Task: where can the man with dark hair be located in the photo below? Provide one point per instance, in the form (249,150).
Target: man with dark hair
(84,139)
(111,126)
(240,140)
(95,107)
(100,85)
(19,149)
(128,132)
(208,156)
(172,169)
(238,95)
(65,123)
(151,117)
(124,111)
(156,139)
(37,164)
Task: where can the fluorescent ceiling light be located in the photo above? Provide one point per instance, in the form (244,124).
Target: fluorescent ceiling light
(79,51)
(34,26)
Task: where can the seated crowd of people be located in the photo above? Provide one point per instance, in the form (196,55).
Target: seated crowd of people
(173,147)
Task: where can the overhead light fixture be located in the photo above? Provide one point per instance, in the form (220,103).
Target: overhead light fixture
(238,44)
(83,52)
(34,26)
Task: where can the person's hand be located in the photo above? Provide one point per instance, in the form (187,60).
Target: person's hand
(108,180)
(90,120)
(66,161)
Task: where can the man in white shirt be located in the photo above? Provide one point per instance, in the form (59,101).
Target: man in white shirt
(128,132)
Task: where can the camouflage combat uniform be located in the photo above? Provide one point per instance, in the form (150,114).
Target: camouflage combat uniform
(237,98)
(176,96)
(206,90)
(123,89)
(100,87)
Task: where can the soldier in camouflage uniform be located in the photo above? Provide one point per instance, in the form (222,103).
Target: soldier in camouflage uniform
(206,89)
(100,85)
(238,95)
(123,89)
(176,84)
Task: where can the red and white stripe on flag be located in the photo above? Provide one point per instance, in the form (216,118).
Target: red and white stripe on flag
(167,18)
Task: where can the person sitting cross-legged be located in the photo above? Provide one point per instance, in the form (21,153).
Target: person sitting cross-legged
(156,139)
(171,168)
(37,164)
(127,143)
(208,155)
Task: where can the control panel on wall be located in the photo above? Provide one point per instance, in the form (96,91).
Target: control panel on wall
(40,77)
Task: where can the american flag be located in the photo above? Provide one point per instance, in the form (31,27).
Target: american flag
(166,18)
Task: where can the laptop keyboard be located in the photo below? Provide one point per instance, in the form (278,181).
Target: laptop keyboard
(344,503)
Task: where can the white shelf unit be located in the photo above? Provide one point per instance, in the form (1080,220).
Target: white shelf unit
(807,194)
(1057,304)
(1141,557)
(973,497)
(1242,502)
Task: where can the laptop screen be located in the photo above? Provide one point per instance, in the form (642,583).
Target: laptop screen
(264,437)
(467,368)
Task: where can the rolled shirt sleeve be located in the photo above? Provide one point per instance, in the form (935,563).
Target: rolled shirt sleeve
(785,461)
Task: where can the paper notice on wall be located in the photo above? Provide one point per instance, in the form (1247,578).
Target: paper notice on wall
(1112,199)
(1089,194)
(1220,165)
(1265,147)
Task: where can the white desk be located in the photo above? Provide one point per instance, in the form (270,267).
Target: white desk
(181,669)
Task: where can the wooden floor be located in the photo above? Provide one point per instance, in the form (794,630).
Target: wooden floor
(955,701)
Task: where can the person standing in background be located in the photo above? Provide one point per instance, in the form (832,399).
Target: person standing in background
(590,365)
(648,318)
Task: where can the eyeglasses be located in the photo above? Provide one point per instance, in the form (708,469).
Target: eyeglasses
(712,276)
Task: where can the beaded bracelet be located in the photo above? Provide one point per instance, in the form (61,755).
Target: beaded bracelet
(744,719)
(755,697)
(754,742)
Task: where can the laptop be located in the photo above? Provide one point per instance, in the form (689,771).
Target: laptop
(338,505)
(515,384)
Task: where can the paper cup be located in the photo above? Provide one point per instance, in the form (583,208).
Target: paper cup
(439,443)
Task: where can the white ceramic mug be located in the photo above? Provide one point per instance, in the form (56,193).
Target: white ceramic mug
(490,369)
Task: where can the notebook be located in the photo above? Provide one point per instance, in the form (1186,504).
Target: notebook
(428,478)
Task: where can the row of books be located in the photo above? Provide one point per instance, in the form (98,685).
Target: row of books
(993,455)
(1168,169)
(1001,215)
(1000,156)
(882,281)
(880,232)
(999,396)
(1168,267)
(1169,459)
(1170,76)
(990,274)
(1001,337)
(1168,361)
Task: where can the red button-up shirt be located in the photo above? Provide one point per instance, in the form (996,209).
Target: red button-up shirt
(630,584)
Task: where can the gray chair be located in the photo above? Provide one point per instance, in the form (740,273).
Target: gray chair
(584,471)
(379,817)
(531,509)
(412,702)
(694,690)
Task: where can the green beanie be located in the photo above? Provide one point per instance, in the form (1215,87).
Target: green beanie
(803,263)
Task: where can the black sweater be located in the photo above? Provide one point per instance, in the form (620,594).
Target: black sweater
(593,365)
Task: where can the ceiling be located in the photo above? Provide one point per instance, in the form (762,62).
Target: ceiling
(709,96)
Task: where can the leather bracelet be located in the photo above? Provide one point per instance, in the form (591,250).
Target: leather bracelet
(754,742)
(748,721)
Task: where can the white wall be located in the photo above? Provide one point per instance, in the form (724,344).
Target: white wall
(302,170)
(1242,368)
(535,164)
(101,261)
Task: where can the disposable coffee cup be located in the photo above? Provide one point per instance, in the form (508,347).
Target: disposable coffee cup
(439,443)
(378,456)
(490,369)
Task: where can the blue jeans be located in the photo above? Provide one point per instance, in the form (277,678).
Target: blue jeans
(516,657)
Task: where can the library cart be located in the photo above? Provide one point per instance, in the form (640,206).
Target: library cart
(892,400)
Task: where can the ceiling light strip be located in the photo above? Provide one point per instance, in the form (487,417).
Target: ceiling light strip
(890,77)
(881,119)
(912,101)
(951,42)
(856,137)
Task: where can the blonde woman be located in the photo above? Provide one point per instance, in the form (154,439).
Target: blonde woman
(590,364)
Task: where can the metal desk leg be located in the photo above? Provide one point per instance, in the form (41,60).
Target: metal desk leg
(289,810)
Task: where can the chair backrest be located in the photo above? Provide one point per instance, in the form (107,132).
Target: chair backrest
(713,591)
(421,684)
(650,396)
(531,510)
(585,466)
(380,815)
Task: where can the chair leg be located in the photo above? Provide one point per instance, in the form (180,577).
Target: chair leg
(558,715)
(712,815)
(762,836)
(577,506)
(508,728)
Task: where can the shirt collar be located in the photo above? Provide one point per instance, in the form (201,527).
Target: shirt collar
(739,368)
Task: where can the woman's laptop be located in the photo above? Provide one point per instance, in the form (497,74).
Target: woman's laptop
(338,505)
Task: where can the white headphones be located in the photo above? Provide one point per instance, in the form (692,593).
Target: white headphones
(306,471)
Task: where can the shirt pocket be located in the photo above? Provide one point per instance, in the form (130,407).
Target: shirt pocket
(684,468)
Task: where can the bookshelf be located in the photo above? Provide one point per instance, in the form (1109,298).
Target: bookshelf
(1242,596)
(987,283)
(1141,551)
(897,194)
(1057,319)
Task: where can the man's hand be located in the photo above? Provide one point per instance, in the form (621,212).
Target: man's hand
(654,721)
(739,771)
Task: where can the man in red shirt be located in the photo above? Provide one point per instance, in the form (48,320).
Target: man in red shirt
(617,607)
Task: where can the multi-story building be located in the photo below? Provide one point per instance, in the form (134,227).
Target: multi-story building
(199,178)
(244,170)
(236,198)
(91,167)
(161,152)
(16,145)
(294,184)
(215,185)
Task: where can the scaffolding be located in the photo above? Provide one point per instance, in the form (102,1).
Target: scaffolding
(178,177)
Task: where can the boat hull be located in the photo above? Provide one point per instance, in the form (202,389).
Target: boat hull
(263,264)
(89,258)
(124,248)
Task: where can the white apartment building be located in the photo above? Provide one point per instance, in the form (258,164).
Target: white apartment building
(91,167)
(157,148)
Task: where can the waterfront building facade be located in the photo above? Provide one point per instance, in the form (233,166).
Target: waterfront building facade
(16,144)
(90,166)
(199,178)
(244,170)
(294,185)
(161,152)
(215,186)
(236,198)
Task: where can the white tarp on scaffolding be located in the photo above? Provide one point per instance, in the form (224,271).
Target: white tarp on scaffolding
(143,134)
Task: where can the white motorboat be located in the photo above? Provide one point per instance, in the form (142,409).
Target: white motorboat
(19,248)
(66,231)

^^^^^^^^^^^^^^^^

* _EXERCISE BRIEF_
Rewrite the lines from the one containing "Task: where can the white motorboat" up to and including the last line, keeping the requests as they are. Multiply every coordinate in the answer points by 1.4 and round to whole numbers, with halves rounding up.

* _ANSWER TO THIS TASK_
Task: where can the white motorboat be located in the photo above? Provide one point per instance, in the form (142,409).
Target: white motorboat
(27,347)
(92,323)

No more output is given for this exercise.